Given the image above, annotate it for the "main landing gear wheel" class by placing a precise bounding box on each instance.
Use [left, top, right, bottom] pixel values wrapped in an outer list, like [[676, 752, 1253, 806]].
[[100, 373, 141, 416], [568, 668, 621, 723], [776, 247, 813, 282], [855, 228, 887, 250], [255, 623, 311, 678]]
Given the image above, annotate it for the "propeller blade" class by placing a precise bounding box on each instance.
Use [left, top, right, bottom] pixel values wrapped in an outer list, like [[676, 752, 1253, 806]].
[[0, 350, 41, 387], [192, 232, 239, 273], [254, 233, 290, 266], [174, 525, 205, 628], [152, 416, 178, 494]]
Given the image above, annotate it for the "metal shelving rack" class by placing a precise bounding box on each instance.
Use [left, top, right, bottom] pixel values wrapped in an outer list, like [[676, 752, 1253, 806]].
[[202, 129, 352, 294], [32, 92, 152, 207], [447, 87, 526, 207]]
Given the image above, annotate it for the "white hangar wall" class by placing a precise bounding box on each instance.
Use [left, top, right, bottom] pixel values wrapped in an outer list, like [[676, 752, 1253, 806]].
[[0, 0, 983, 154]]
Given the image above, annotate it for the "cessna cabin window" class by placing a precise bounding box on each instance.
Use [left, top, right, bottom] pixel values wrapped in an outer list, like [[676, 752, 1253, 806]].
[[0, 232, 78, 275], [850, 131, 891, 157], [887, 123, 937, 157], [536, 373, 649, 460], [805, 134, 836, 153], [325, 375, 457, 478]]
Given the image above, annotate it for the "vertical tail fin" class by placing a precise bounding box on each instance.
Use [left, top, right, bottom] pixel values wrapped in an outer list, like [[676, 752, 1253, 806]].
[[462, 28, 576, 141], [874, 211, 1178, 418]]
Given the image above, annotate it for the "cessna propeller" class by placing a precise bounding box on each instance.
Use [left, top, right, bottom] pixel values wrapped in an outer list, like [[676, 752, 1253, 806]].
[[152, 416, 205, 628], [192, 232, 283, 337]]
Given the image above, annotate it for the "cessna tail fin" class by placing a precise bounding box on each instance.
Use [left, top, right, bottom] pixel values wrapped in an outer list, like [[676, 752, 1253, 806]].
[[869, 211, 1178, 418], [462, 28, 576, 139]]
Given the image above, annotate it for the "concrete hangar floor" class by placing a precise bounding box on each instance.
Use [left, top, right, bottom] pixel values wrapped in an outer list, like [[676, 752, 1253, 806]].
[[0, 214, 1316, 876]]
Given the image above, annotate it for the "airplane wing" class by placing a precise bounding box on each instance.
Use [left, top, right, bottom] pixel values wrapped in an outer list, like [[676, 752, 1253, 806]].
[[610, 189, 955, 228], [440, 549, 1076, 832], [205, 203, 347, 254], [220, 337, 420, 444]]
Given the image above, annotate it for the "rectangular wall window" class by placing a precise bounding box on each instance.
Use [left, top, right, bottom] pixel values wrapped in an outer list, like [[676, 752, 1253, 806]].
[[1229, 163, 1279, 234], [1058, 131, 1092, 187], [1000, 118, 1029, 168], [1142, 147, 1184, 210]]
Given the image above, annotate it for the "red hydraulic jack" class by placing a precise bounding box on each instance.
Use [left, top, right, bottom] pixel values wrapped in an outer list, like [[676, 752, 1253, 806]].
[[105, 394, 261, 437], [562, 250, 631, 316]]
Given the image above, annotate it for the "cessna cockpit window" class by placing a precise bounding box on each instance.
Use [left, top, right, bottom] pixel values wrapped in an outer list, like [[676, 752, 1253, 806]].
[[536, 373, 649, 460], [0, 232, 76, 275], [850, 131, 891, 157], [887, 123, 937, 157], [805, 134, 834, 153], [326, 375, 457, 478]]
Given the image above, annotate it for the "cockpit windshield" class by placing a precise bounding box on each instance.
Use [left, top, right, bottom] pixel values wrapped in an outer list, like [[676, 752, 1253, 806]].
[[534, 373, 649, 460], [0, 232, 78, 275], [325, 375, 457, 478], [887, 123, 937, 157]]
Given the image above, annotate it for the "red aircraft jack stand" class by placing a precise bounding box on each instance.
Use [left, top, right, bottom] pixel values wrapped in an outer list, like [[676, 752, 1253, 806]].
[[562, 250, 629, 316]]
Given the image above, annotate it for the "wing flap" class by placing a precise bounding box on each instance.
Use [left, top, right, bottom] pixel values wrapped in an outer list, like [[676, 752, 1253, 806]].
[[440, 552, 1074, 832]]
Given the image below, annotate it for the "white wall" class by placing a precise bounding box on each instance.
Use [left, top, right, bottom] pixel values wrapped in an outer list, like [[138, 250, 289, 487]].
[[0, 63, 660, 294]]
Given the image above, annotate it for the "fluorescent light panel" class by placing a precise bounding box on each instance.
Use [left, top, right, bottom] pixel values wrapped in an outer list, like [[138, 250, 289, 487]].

________

# EXERCISE INSTRUCTIONS
Print every line of the data above again verbatim, changing no character.

# EXERCISE SOLUTION
Given the image above, annotate it for the "main landing gear wheel" class by placing a precise bounding box on each instance.
Use [left, top, right, bottom] pixel values wrapped in an outer list, like [[676, 752, 1253, 806]].
[[100, 373, 141, 416], [568, 668, 621, 723], [776, 247, 813, 282], [855, 228, 887, 250], [255, 623, 311, 678]]
Given the image above, annotate it for the "propeller blade" class by placing a precise bounding box on each instance.
Use [left, top, right, bottom] pixel values wrapped in an outer list, like [[676, 752, 1253, 806]].
[[0, 350, 41, 387], [192, 232, 239, 273], [254, 233, 290, 266], [174, 525, 205, 628], [152, 416, 178, 494]]
Given the image above, annotate it for the "metal shelving rack" class by placing a precise bounding box on each instance.
Use [left, top, right, bottom] pixel values wrapped in an outer list, like [[676, 752, 1253, 806]].
[[202, 129, 352, 294], [32, 92, 152, 207], [447, 87, 526, 207]]
Given the image above, annotate it for the "white hangar wall" class by placing a precise bounding box on each instance.
Use [left, top, right, bottom] pixel values wrapped in an outer list, like [[676, 752, 1253, 806]].
[[0, 0, 983, 154]]
Given the image above, annotate it for the "cessna cabin window" class by placing a precise bounding box on each instance.
Use [left, top, right, bottom] pixel values wrapped in an outer list, like [[676, 752, 1253, 806]].
[[0, 232, 78, 275], [850, 131, 891, 157], [887, 123, 937, 157], [536, 373, 649, 460], [805, 134, 836, 153], [325, 375, 457, 478]]
Given the image above, annotate it for the "vertical tail fin" class by placing a precise bounding box on each instance.
Use [left, top, right, bottom] pixel values wrapped in an outer list, like [[676, 752, 1253, 806]].
[[462, 28, 576, 141], [874, 211, 1178, 418]]
Given the image above, annotate it for the "cessna propeller" class by placing a precise bounding box on each instance.
Use [left, top, right, bottom] pixel values wrapped in an outer list, like [[676, 752, 1253, 806]].
[[152, 416, 205, 628], [192, 232, 283, 337]]
Given the image above, annotate it for the "cessna tail fin" class by placing a precise bounding box on each instance.
Use [left, top, right, bottom] pixel values wrapped in an outer list, like [[676, 752, 1253, 806]].
[[869, 211, 1178, 418], [462, 28, 576, 139]]
Given the image above, annotate it for the "concrete hangar floor" class by placing a precise bounding box on each instance.
Use [left, top, right, bottom] pixel values wrapped in an outer list, like [[676, 752, 1253, 806]].
[[0, 214, 1316, 876]]
Given the image above, annotate it for the "airplane wing" class by placing a precise bounding box on each instance.
Use [left, top, right, bottom] pixel values wrapped in an outer list, like [[676, 752, 1253, 806]].
[[610, 189, 955, 228], [440, 549, 1076, 832], [205, 203, 347, 254], [220, 337, 420, 444]]
Given the image above, annotate it for the "rectangular wall window" class by placing a precise bounding box on each instance.
Use [left, top, right, bottom] pixel values wrapped in an outer list, like [[676, 752, 1253, 806]].
[[1229, 163, 1279, 234], [1058, 131, 1092, 187], [1000, 118, 1029, 168], [1142, 147, 1184, 210]]
Given the image above, annotate it for the "red hydraulic jack" class by placing a precise bounding box on each instance.
Use [left, top, right, bottom] pixel values wrapped in an outer list, like [[676, 752, 1253, 806]].
[[105, 394, 261, 437], [562, 250, 631, 316]]
Given the image above, annotate it for the "cessna cockpit window" class by placing a precise bounding box on each instance.
Use [left, top, right, bottom] pixel values wrapped in an outer list, like [[676, 752, 1253, 806]].
[[536, 373, 649, 460], [0, 232, 76, 275], [850, 131, 891, 157], [887, 123, 937, 157], [805, 134, 834, 153], [326, 375, 457, 478]]
Given the image above, annotate it for the "cockpit windshield" class by placing a precise bounding box on each instance.
Use [left, top, right, bottom] pixel values wrapped in an outer list, like [[676, 752, 1253, 806]].
[[534, 373, 649, 460], [0, 232, 78, 275], [325, 375, 457, 478], [887, 123, 937, 157]]
Given the image above, annotate it for the "red aircraft jack stand" class by placing a precise bounding box on each instance.
Use [left, top, right, bottom] pixel values wrapped in an outer list, like [[676, 752, 1253, 806]].
[[562, 250, 629, 316]]
Given the image above, annotate it for the "wing flap" class by placing a precise bounding box on each instance.
Use [left, top, right, bottom] pixel values wrapped in an outer list, like [[676, 752, 1253, 806]].
[[440, 552, 1074, 832]]
Given the image below, annotate it for the "white wall" class by placing a precise bounding box on each instance.
Use [left, top, right, bottom] pixel values wrapped in an outer list, like [[138, 250, 289, 487]].
[[0, 63, 660, 294]]
Given the image above, annotate it for the "fluorescent light panel" class by placing a precise bounding box on each instance.
Use [left, top, right, bottom] pixel values wrapped in an outer list, like [[138, 250, 289, 487]].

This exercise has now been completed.